## [Task set]
1. Translate this sentence from the text on New York marijuana arrests into Spanish: "Marijuana arrests initially declined, but they exploded from less than 1,000 in 1990 to 50,000 last year."
2. Answer these questions using the text on New York marijuana arrests:
(a) What has Gov. Andrew Cuomo proposed to decriminalize?
(b) In what year did the State Legislature make possession of 25 grams or less of marijuana a violation?
(c) About how many 16 to 19 year olds were arrested in 2011?
3. Carry the text on New York marijuana arrests forward from its last sentence.

## [Text extract]
════════════════════

Gov. Andrew Cuomo has proposed to decriminalize the possession of small amounts of marijuana in public view - a sensible step that should decrease the number of those arrests and lessen the damage to those young lives. Now Mayor Micheal Bloomberg, who has endorsed the governor's proposal, must rein the city's runaway stop-and-frisk program that is also disproportionately stopping young black and Hispanic New Yorkers.
In 1977, hoping to relieve court congestion and allow prosecutors to focus on more serious crime, the State Legislature made possession of 25 grams or less of marijuana a violation - something akin to a traffic ticket- punishable by a $100 fine for the first offense. Possession in public view was a misdemeanor punishable by up to three months in a jail an a $500 fine.
Marijuana arrests initially declined, but they exploded from less than 1,000 in 1990 to 50,000 last year. Of the nearly 12,000 16 to 19 year olds arrested in 2011, nearly half had never been arrested before; 94 had no prior convictions.

════════════════════

## [Excerpted records]
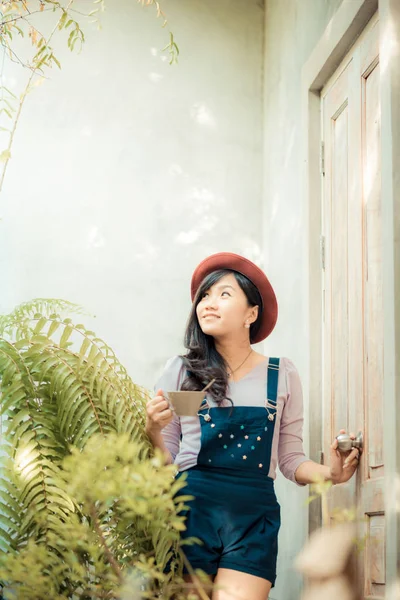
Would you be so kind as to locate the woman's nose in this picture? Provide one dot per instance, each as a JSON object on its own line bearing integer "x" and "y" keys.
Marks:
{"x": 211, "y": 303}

════════════════════

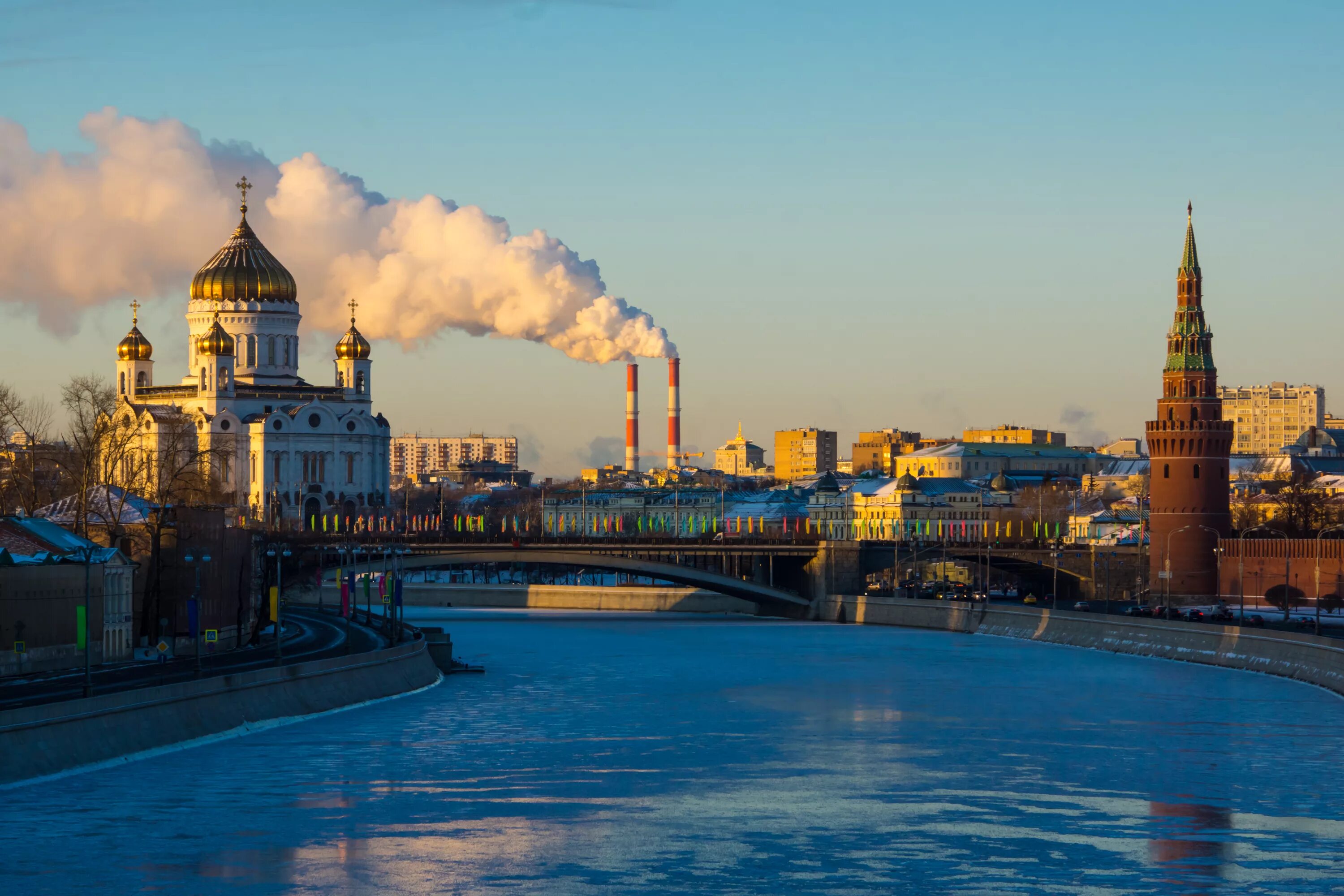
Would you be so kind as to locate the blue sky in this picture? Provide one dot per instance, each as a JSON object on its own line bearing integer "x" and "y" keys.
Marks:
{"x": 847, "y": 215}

════════════════════

## [Responses to the exercise]
1. Los arrestos por marihuana disminuyeron al principio, pero se dispararon de menos de 1.000 en 1990 a 50.000 el año pasado.

2.
(a) The possession of small amounts of marijuana in public view.
(b) 1977.
(c) Nearly 12,000.

3.
Public defenders have repeatedly charged that the police are entrapping young people, stopping them for no cause and then requiring them to empty their pockets to bring their marijuana into public view. And former police officers now speak openly of being pressured to drive their arrest rates.
Last fall, Commissioner Raymond Kelly of the New York Police Department tacitly admitted there was a problem, instructing officers to arrest people only if they revealed the marijuana on their own. According to city data, the number of arrests declined nearly 25 percent over the next eight months. While that is encouraging, without a change in the law, the department could fall back into its old ways.
The Legislature should take up Mr. Cuomo's proposal and pass it swiftly. People with minor convictions can be denied public housing and federal student aid and written off by prospective employers. The numbers for the stop-and-frisk program are even more disturbing- 700,000 last year, about 85 percent of those involving Blacks and Hispanics, who make up about half the city's population.
Decriminalizing public possession of small amounts of marijuana will address only part of that problem. For that sake of fairness and public safety, the stop-and-frisk program, which breeds fear and distrust of the police in minority neighborhoods must be reformed.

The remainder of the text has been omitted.